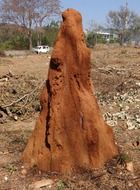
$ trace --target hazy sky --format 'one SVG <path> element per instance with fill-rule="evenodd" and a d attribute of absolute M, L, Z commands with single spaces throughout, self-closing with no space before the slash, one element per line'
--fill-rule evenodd
<path fill-rule="evenodd" d="M 98 24 L 105 24 L 107 13 L 110 10 L 118 10 L 126 4 L 126 0 L 61 0 L 63 10 L 74 8 L 80 11 L 83 17 L 84 28 L 87 28 L 91 21 Z M 128 8 L 140 15 L 140 0 L 127 0 Z"/>

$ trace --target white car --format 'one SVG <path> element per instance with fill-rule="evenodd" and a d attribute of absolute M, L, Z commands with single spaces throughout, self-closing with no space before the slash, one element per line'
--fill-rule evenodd
<path fill-rule="evenodd" d="M 50 48 L 49 46 L 41 45 L 33 48 L 32 51 L 36 53 L 48 53 L 50 51 Z"/>

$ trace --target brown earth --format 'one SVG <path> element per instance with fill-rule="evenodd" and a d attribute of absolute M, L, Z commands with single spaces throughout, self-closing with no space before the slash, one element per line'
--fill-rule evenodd
<path fill-rule="evenodd" d="M 81 15 L 67 9 L 62 17 L 41 93 L 41 112 L 23 160 L 43 171 L 73 173 L 79 167 L 103 167 L 118 148 L 93 93 Z"/>
<path fill-rule="evenodd" d="M 0 106 L 12 103 L 10 112 L 0 111 L 0 190 L 28 190 L 42 179 L 52 179 L 50 189 L 54 190 L 140 189 L 140 49 L 97 46 L 91 60 L 96 96 L 106 122 L 112 124 L 120 155 L 102 170 L 81 168 L 79 174 L 70 176 L 33 168 L 25 175 L 20 156 L 40 109 L 39 93 L 49 58 L 0 58 Z M 126 170 L 127 163 L 133 164 L 134 172 Z"/>

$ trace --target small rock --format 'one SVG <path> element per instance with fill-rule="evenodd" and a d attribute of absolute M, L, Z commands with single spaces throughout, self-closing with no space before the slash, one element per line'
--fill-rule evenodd
<path fill-rule="evenodd" d="M 113 121 L 113 120 L 107 120 L 106 123 L 112 127 L 117 125 L 117 121 Z"/>
<path fill-rule="evenodd" d="M 18 120 L 18 117 L 16 115 L 14 115 L 14 120 L 17 121 Z"/>
<path fill-rule="evenodd" d="M 26 170 L 26 169 L 22 169 L 22 170 L 21 170 L 21 174 L 22 174 L 22 175 L 26 175 L 26 174 L 27 174 L 27 170 Z"/>
<path fill-rule="evenodd" d="M 136 122 L 137 122 L 137 123 L 140 123 L 140 118 L 137 118 L 137 119 L 136 119 Z"/>
<path fill-rule="evenodd" d="M 128 130 L 135 129 L 135 125 L 131 121 L 127 121 L 127 127 L 128 127 Z"/>
<path fill-rule="evenodd" d="M 5 181 L 8 181 L 8 177 L 7 177 L 7 176 L 4 176 L 4 180 L 5 180 Z"/>
<path fill-rule="evenodd" d="M 127 169 L 129 172 L 134 173 L 133 162 L 128 162 L 128 163 L 126 163 L 126 169 Z"/>

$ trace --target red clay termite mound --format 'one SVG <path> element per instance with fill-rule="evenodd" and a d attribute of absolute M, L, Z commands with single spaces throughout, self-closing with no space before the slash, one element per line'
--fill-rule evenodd
<path fill-rule="evenodd" d="M 42 110 L 23 160 L 44 171 L 64 173 L 102 167 L 118 150 L 93 93 L 81 15 L 67 9 L 62 17 L 41 94 Z"/>

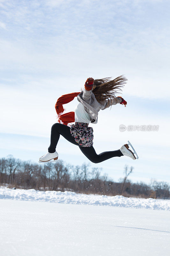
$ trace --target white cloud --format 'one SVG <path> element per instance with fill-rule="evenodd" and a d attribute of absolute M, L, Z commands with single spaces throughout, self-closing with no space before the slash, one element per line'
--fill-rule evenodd
<path fill-rule="evenodd" d="M 3 22 L 0 21 L 0 28 L 4 28 L 4 29 L 6 29 L 6 24 Z"/>

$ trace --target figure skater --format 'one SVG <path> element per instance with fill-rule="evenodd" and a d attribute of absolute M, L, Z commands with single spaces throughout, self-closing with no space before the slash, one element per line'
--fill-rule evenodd
<path fill-rule="evenodd" d="M 127 102 L 122 97 L 116 97 L 117 90 L 126 84 L 127 79 L 123 76 L 113 80 L 110 77 L 95 80 L 88 78 L 85 88 L 80 92 L 63 95 L 59 98 L 55 104 L 55 109 L 59 117 L 59 122 L 51 127 L 51 142 L 47 153 L 39 158 L 39 163 L 47 163 L 57 160 L 58 154 L 55 148 L 62 135 L 70 142 L 79 147 L 81 152 L 90 161 L 95 163 L 100 163 L 112 157 L 126 156 L 135 160 L 138 158 L 136 151 L 129 141 L 119 149 L 103 152 L 98 155 L 93 147 L 93 128 L 89 127 L 90 123 L 97 124 L 98 113 L 110 106 L 117 103 L 126 107 Z M 64 111 L 63 105 L 72 100 L 77 97 L 79 103 L 74 112 L 61 115 Z M 63 124 L 61 124 L 62 122 Z M 67 125 L 69 123 L 75 122 L 74 124 Z M 104 136 L 104 133 L 103 135 Z M 129 149 L 130 145 L 134 152 Z M 136 157 L 134 154 L 137 156 Z"/>

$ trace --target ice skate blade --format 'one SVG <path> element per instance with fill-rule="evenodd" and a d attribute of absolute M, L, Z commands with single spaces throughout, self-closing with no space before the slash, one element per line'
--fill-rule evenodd
<path fill-rule="evenodd" d="M 135 155 L 136 156 L 136 157 L 135 156 L 135 157 L 136 158 L 136 159 L 138 159 L 138 158 L 139 158 L 139 157 L 138 157 L 138 156 L 137 155 L 137 153 L 136 152 L 135 150 L 135 149 L 134 149 L 134 148 L 133 147 L 133 146 L 132 146 L 132 144 L 131 144 L 131 143 L 130 143 L 130 142 L 129 140 L 128 140 L 128 145 L 129 145 L 130 146 L 130 147 L 131 147 L 131 148 L 132 148 L 133 150 L 133 153 L 134 155 L 135 155 Z"/>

= = =

Copy out every entry above again, changing each "trace" to "outline" and leaving everything else as it is. Leave the pictures out.

Answer in full:
$ outline --target hazy sky --format 'one SVG <path> element per instance with fill-rule="evenodd" and a d attribute of absolute M, L, Z commands with single spaces throughout, self-closing with no space before the slash, one element per line'
--fill-rule evenodd
<path fill-rule="evenodd" d="M 98 24 L 105 24 L 107 13 L 110 10 L 118 10 L 126 4 L 126 0 L 61 0 L 63 10 L 74 8 L 80 11 L 83 17 L 84 28 L 87 28 L 91 21 Z M 128 8 L 140 15 L 140 0 L 127 0 Z"/>

$ outline --target white car --format 'one SVG <path> element per instance with fill-rule="evenodd" and a d attribute of absolute M, L, Z commands with single spaces throughout, self-closing with no space before the slash, one element per line'
--fill-rule evenodd
<path fill-rule="evenodd" d="M 50 48 L 49 46 L 41 45 L 33 48 L 32 51 L 36 53 L 48 53 L 50 51 Z"/>

$ outline --target brown earth --format 'one SVG <path> element per instance with fill-rule="evenodd" and a d attribute of absolute M, L, Z commands with single spaces throughout, self-closing with no space before the slash, one element per line'
--fill-rule evenodd
<path fill-rule="evenodd" d="M 81 15 L 67 9 L 62 17 L 41 93 L 41 112 L 23 160 L 43 171 L 73 173 L 79 167 L 103 167 L 118 148 L 93 93 Z"/>
<path fill-rule="evenodd" d="M 0 106 L 12 103 L 10 112 L 0 111 L 0 190 L 28 190 L 42 179 L 52 179 L 50 189 L 54 190 L 140 189 L 140 49 L 97 46 L 91 60 L 96 96 L 106 122 L 112 124 L 120 155 L 102 170 L 81 168 L 79 174 L 70 176 L 33 168 L 25 175 L 20 156 L 40 109 L 39 93 L 49 58 L 0 58 Z M 126 170 L 127 163 L 133 164 L 134 172 Z"/>

$ outline --target small rock --format 'one SVG <path> element per instance with fill-rule="evenodd" and a d attribute of absolute M, L, Z commands with single spaces throughout, self-closing with no space before the slash, one element per line'
--fill-rule evenodd
<path fill-rule="evenodd" d="M 113 121 L 113 120 L 107 120 L 106 123 L 112 127 L 117 125 L 117 121 Z"/>
<path fill-rule="evenodd" d="M 18 120 L 18 117 L 16 115 L 14 115 L 14 120 L 17 121 Z"/>
<path fill-rule="evenodd" d="M 26 170 L 26 169 L 22 169 L 22 170 L 21 170 L 21 174 L 22 174 L 22 175 L 26 175 L 26 174 L 27 174 L 27 170 Z"/>
<path fill-rule="evenodd" d="M 136 122 L 137 122 L 137 123 L 140 123 L 140 118 L 137 118 L 137 119 L 136 119 Z"/>
<path fill-rule="evenodd" d="M 128 130 L 135 129 L 135 125 L 131 121 L 127 121 L 127 127 L 128 127 Z"/>
<path fill-rule="evenodd" d="M 5 181 L 8 181 L 8 177 L 7 177 L 7 176 L 4 176 L 4 180 L 5 180 Z"/>
<path fill-rule="evenodd" d="M 127 169 L 129 172 L 134 173 L 133 162 L 128 162 L 128 163 L 126 163 L 126 169 Z"/>

$ outline --target red clay termite mound --format 'one SVG <path> element per instance with fill-rule="evenodd" and a d attribute of absolute M, L, Z commands with single spaces throughout, self-closing with no space before the slash, one element per line'
--fill-rule evenodd
<path fill-rule="evenodd" d="M 42 110 L 23 160 L 44 171 L 64 173 L 102 167 L 118 150 L 93 93 L 81 15 L 67 9 L 62 17 L 41 94 Z"/>

$ outline --target white cloud --format 'one SVG <path> element per instance with fill-rule="evenodd" and a d attribute of absolute M, L, Z commands with single spaces throughout, self-closing with no space before the slash, one element per line'
--fill-rule evenodd
<path fill-rule="evenodd" d="M 3 22 L 0 21 L 0 28 L 4 28 L 4 29 L 6 29 L 6 24 Z"/>

$ outline --target figure skater --format 'one SVG <path> element per instance with fill-rule="evenodd" and a d attribute of absolute M, L, Z commands with single spaces throughout, self-closing with no space before the slash, one element per line'
--fill-rule evenodd
<path fill-rule="evenodd" d="M 127 102 L 122 97 L 116 97 L 117 90 L 126 84 L 127 79 L 123 76 L 113 80 L 110 77 L 95 80 L 88 78 L 85 88 L 80 92 L 63 95 L 59 98 L 55 104 L 55 109 L 59 117 L 59 122 L 51 127 L 51 142 L 47 153 L 39 158 L 39 163 L 47 163 L 57 160 L 58 154 L 55 148 L 62 135 L 70 142 L 79 147 L 81 152 L 90 161 L 95 163 L 100 163 L 112 157 L 126 156 L 135 160 L 138 158 L 136 151 L 129 141 L 119 149 L 103 152 L 98 155 L 93 147 L 93 128 L 89 127 L 90 123 L 97 124 L 98 113 L 110 106 L 117 103 L 126 107 Z M 64 111 L 63 105 L 72 100 L 77 97 L 79 103 L 74 112 L 61 115 Z M 63 124 L 61 124 L 62 122 Z M 67 125 L 69 123 L 75 122 L 74 124 Z M 104 136 L 104 133 L 103 135 Z M 129 149 L 130 145 L 134 152 Z M 136 157 L 134 154 L 137 156 Z"/>

$ outline --target ice skate blade --format 'one SVG <path> element per instance with fill-rule="evenodd" and a d attribute of absolute M, L, Z commands with single spaces throughout, self-closing with no space before the slash, one element per line'
--fill-rule evenodd
<path fill-rule="evenodd" d="M 135 155 L 136 156 L 136 157 L 135 156 L 135 157 L 136 158 L 136 159 L 138 159 L 138 158 L 139 158 L 139 157 L 138 157 L 138 156 L 137 155 L 137 153 L 136 152 L 135 150 L 135 149 L 134 149 L 134 148 L 133 147 L 133 146 L 132 146 L 132 144 L 131 144 L 131 143 L 130 143 L 130 142 L 129 140 L 128 140 L 128 145 L 129 145 L 130 146 L 130 147 L 131 147 L 131 148 L 132 148 L 133 150 L 133 153 L 134 155 L 135 155 Z"/>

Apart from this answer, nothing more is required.